__DATA UNDER STUDY__:
⟨
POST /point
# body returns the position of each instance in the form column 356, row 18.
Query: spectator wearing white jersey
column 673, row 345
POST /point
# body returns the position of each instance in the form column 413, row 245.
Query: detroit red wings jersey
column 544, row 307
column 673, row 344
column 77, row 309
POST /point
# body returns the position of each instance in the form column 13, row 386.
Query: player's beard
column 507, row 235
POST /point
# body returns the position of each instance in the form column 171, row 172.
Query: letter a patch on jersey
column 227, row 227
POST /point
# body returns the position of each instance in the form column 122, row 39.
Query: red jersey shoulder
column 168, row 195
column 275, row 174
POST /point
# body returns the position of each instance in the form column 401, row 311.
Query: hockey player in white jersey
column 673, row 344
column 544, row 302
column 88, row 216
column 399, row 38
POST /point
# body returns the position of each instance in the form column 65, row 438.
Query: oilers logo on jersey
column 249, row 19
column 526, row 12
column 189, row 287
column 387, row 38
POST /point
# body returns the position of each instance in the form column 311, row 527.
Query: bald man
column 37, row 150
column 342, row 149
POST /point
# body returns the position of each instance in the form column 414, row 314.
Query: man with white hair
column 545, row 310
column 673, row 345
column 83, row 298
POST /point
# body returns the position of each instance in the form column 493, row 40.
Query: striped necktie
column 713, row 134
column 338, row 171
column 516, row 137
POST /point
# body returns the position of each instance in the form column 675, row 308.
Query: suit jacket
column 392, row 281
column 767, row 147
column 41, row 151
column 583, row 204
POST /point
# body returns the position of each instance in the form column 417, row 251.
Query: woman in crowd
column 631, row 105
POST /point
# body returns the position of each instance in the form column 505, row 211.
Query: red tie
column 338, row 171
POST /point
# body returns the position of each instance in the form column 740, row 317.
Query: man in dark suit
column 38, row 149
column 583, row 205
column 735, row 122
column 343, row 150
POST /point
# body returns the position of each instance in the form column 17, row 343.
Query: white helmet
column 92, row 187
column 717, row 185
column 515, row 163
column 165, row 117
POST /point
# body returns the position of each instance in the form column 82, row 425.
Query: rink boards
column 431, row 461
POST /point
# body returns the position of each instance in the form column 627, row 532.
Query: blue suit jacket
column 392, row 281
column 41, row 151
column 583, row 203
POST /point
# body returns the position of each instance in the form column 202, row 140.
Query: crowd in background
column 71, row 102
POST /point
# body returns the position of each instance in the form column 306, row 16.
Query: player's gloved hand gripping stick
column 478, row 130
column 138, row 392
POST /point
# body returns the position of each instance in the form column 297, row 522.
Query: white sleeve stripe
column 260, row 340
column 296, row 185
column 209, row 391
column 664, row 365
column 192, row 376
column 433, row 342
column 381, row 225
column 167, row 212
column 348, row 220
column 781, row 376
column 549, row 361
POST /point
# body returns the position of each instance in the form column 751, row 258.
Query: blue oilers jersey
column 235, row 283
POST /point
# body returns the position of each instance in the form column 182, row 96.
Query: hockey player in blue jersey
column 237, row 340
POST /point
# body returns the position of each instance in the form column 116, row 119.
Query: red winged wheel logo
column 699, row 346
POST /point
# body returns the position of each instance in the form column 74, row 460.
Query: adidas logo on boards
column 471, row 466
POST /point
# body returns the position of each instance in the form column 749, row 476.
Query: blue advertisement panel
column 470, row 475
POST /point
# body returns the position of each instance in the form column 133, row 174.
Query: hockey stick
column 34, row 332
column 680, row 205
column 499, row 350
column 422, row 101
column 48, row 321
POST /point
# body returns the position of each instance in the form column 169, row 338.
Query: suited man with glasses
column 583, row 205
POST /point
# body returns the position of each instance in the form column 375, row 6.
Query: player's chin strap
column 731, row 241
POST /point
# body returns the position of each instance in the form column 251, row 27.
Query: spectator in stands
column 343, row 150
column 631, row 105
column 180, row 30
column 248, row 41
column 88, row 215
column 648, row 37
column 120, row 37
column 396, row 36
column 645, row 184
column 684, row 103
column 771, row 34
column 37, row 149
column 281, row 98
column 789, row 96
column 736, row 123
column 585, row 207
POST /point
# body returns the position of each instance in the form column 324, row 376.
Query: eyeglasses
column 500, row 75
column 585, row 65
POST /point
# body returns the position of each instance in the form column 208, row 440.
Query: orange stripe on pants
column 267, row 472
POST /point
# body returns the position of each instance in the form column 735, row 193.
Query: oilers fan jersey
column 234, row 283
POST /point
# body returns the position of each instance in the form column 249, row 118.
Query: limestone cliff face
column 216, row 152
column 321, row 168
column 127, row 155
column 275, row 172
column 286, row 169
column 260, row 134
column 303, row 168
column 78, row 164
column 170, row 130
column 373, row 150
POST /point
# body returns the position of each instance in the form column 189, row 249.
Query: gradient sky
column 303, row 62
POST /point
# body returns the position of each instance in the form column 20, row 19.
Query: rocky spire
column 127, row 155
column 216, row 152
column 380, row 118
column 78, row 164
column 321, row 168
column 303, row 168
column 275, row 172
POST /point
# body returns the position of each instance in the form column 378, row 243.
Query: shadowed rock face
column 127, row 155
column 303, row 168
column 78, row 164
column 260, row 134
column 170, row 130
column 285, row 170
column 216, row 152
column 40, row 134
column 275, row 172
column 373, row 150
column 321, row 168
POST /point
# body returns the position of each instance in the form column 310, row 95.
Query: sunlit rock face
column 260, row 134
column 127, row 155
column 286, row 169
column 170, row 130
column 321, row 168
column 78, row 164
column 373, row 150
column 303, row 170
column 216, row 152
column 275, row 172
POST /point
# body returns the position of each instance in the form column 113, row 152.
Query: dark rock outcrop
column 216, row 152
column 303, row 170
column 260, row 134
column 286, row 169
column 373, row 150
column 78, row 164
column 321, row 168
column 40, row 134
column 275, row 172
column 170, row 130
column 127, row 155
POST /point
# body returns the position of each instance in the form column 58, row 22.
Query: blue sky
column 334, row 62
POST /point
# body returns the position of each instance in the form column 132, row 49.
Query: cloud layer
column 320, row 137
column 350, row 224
⟩
Reproduce, exactly as they stand in the data above, the lines from the one that holds "735, row 193." to the one that holds "20, row 19.", inclusive.

# body returns the position of each instance in the form column 735, row 193.
Query: oilers fan jersey
column 234, row 283
POST /point
# body returns the position of each instance in the form column 249, row 118.
Query: limestone cliff face
column 216, row 152
column 321, row 168
column 127, row 155
column 275, row 172
column 286, row 169
column 260, row 134
column 303, row 168
column 78, row 164
column 170, row 130
column 373, row 150
POST /point
# body returns the position of each instance in the form column 189, row 249.
Query: gradient sky
column 303, row 62
POST /point
# body returns the position of each instance in the form column 20, row 19.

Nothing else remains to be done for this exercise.